* [Stored data]:
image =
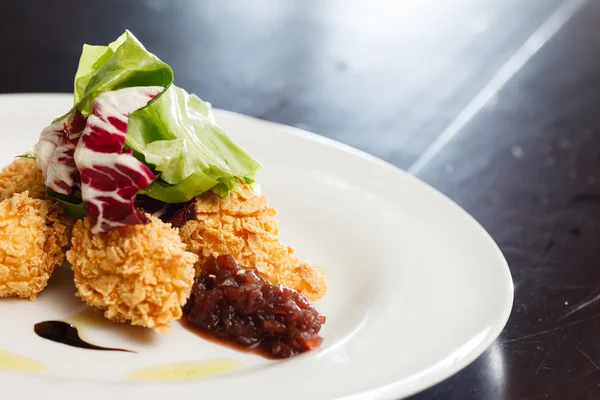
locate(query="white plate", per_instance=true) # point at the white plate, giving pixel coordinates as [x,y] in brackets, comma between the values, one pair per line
[417,289]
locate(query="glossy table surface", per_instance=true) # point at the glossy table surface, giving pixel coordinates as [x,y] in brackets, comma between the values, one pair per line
[495,103]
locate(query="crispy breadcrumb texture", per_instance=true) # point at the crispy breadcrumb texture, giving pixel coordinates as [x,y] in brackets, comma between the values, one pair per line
[244,226]
[136,273]
[21,175]
[30,245]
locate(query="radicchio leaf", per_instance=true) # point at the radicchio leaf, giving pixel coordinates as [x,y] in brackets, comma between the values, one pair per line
[111,178]
[54,153]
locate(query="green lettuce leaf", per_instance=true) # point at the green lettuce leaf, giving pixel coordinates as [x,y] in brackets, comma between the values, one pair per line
[178,137]
[175,134]
[123,63]
[73,204]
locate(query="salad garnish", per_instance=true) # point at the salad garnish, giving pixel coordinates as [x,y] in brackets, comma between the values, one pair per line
[133,131]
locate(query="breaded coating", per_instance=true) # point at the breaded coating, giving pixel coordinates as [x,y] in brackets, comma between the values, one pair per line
[30,245]
[136,273]
[244,226]
[21,175]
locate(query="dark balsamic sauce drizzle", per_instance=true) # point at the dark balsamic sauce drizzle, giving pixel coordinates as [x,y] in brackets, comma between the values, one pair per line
[62,332]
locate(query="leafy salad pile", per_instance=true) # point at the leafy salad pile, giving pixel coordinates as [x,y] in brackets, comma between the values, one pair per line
[133,131]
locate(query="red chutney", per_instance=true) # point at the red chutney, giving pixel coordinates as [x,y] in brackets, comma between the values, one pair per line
[235,305]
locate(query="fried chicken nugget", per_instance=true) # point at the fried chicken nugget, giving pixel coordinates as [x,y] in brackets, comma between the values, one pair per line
[31,244]
[21,175]
[136,273]
[244,226]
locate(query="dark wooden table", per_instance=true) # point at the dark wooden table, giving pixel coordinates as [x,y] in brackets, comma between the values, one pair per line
[494,102]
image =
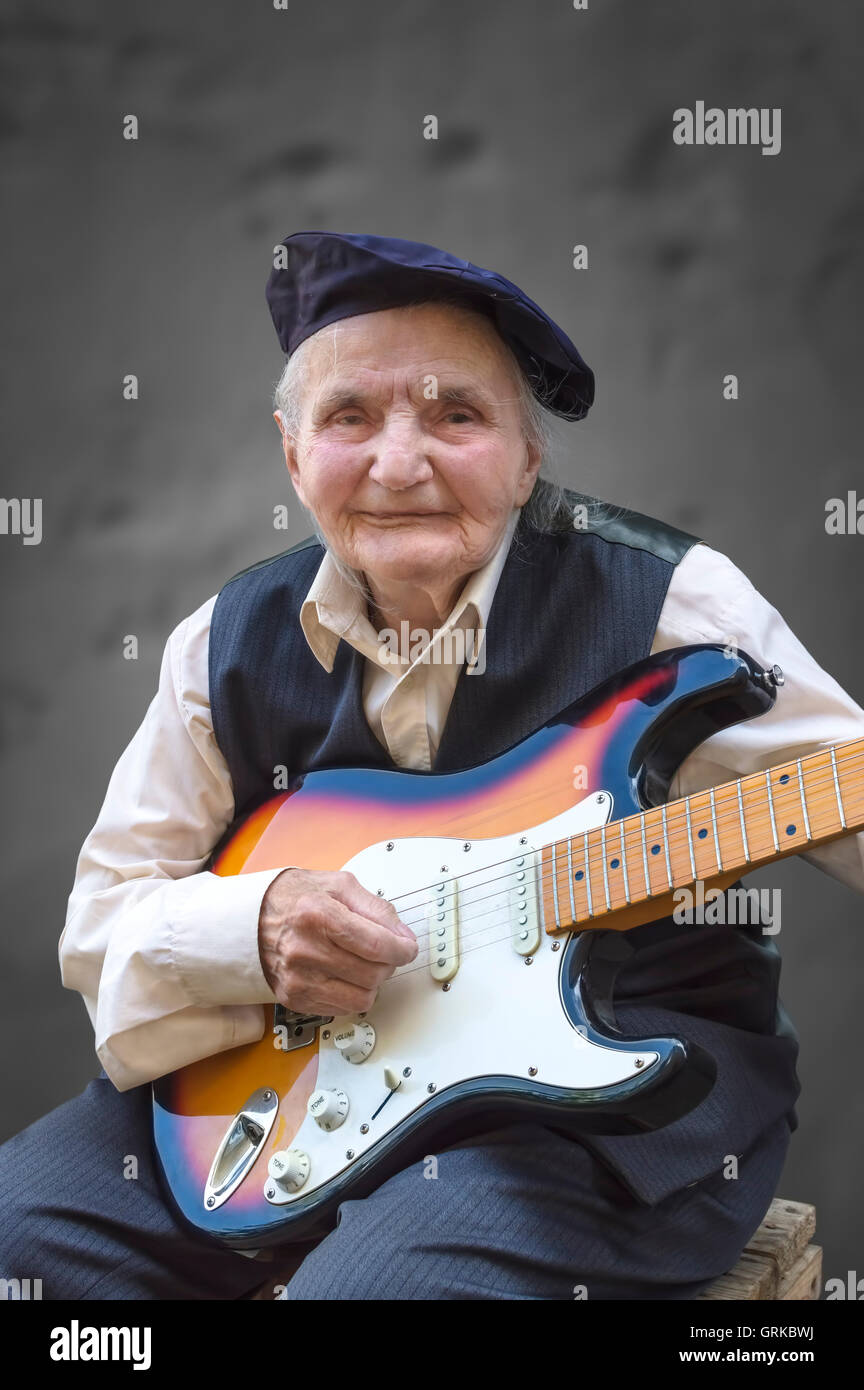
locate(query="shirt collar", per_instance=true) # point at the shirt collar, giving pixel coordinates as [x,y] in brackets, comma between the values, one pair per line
[334,609]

* [What you should do]: For the records above, output each one exactly and skip any image.

* [Your response]:
image =
locate(query="white plate", per_instance=true) # point at the white plate, giving pixel coordinates as [x,y] in brackets, comma between the values, one pair per line
[417,289]
locate(query="glossy table surface", per_instance=true) # point at the glossy table surface, giving pixel coordinates as [x,y] in brackets, comma between the values, one pair per line
[495,103]
locate(query="crispy breadcrumb texture", per_instance=true) # point at the crispy breadcrumb texture, giving pixel coordinates as [x,y] in brackets, comma between the values, one pair per line
[244,226]
[136,273]
[21,175]
[30,245]
locate(query="radicchio leaf", per_instance=true) # point at the radicchio leaf, giving pixel coordinates as [x,y] in brackets, comma between the values, one pair per line
[111,178]
[54,153]
locate(query="green lettuce leaf", per_instance=true) # point at the green lettuce leaf, giving pixel coordinates as [x,y] in brackets, comma between the values, one pair per line
[178,137]
[175,134]
[123,63]
[73,204]
locate(query="salad garnish", per_instance=true) # point at the salad garnish, giving pixel coordinates as [x,y] in brackets, comma between the values, one pair per line
[133,131]
locate(query="breaded coating", per_instance=true) # point at the breaded coating, giving pixel coordinates as [x,y] in brackets, comma between the values, one pair per line
[30,245]
[136,273]
[244,226]
[21,175]
locate(query="dark balsamic sauce drizzle", per_instance=true) # point at the dark balsamic sauce drizzle, giving pixel coordinates as [x,y] in brackets, comma between the values, one pair per line
[62,332]
locate(query="leafy salad pile", per_instance=true) # point at the leafy salad pile, giving pixel coordinates as [x,y] in brackets, comma between the values, one pair per line
[133,131]
locate(query="red chutney", per_instance=true) # point at the red chutney, giving pixel coordinates as [x,y] in brackets, comma between the values, one pair per line
[235,305]
locate(query="fried chicken nugget", per_instance=true) # point at the fried chicken nugget, giving pixel coordinates as [x,y] in brackets, comma between the values, one pair per line
[31,244]
[21,175]
[136,273]
[244,226]
locate(query="dark wooden table", per_instance=true) # point at the dark wooden table, giving pixel coordinates as [x,y] in brackets, comma between the values, one pair per line
[494,102]
image =
locate(query="shirt collar", per_instance=true) # point at the shirt collar, giving pixel coordinates as [x,y] in brackets, comma between the values, one pair per line
[334,609]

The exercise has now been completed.